=== SOURCE EXTRACT ===
____

Monday, April 07, 2008

End This Mess

I say that the inquisition trial of Allegheny County, PA coroner Dr. Cyril Wecht (pictured) has gone on long enough.

According to The Morning Call in this report from last Friday…

The jury in the fraud trial of celebrity pathologist Cyril Wecht declared an impasse Thursday, but the judge instructed jurors to return Monday for more deliberations.

Jurors sent U.S. District Judge Arthur Schwab a note Thursday, their ninth day of deliberations after the seven-week trial on the 41-count indictment. Wecht is charged with wire fraud, mail fraud and theft for allegedly using his former Allegheny County coroner's staff and resources to benefit himself and his multimillion-dollar private practice.

''After considering all counts in a variety of ways and in reconsideration of all individual opinions according to the court's instructions, we have unanimously agreed we have reached an impasse and respectfully request direction from the court,'' the jurors said. ''We agree additional deliberation would not be helpful.''

Schwab rejected the prosecutors' request to send a note to the jury asking whether they have a unanimous verdict on any of the charges. Under case law, judges have to be careful in responding to jury questions to avoid the appearance of suggesting a particular verdict.

____

=== PARTS OF THE EXERCISE ===
[1] How would you render this sentence from the post on the Cyril Wecht fraud trial in Spanish: "The jury in the fraud trial of celebrity pathologist Cyril Wecht declared an impasse Thursday, but the judge instructed jurors to return Monday for more deliberations."
[2] Can you carry on the post about the Cyril Wecht fraud trial, writing what comes after its final paragraph?

=== SUPPLIED INFORMATION ===
____

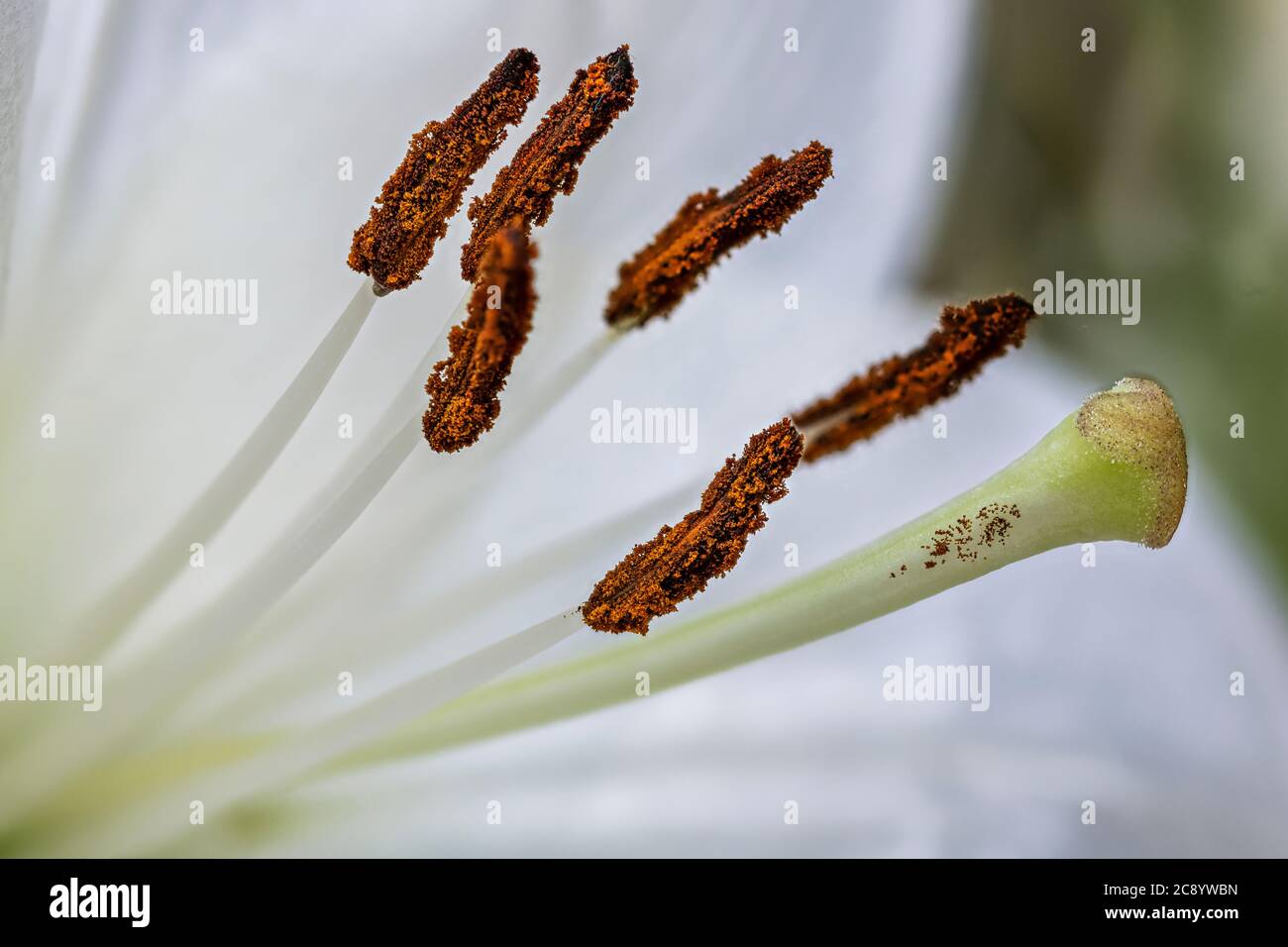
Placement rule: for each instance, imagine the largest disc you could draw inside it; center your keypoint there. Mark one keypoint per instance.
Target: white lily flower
(237, 141)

____

=== OUTPUTS IN ORDER ===
[1] El jurado del juicio por fraude contra el célebre patólogo Cyril Wecht declaró el jueves que había llegado a un punto muerto, pero el juez ordenó a los miembros del jurado que regresaran el lunes para continuar las deliberaciones.

[2]
And this tells us that it took an appeals court seven months to rule on whether or not Judge Schwab should continue to even preside over the trial, with Wecht’s attorneys asking for Schwab’s disqualification, as follows…

Wecht's lawyers asked the 3rd U.S. Circuit Court of Appeals to remove U.S. District Judge Arthur J. Schwab from the case, claiming the judge showed bias, in part, by issuing a series of one-way rulings after secret communication with prosecutors and for keeping the defense attorneys from questioning the lead FBI agent in the case about his disciplinary file.

A three-judge panel from the 3rd Circuit voted, 2-1, to keep Schwab on the case. Judges D. Michael Fisher and Julio M. Fuentes ruled that Wecht's lawyers failed to demonstrate a "deep-seated" or "high-degree" of favoritism. Senior U.S. Circuit Judge Myron H. Bright dissented.
And this is a reminder that the case against Wecht was originally brought to trial by U.S. Attorney Mary Beth Buchanan, whose last waste of our taxpayer dollars took place in pursuit of that hardened offender and threat to society Tommy Chong (the worst Chong is liable to do is blow a puff of marijuana smoke in your face).

So, it looks like we have a judge who leaked evidence to the prosecution in a case brought by a self-aggrandizing Bushco operative resulting in jury deliberations that began on March 18 and apparently have no end in sight (hell, this case stinks so bad that even a fellow Repug, one Dick Thornburgh by name, told Buchanan to drop it here).

End this mess.

Update 4/9/08: To even consider retrying this case is pathetic (here).

Update 4/11/08: And the farce continues (h/t Atrios)...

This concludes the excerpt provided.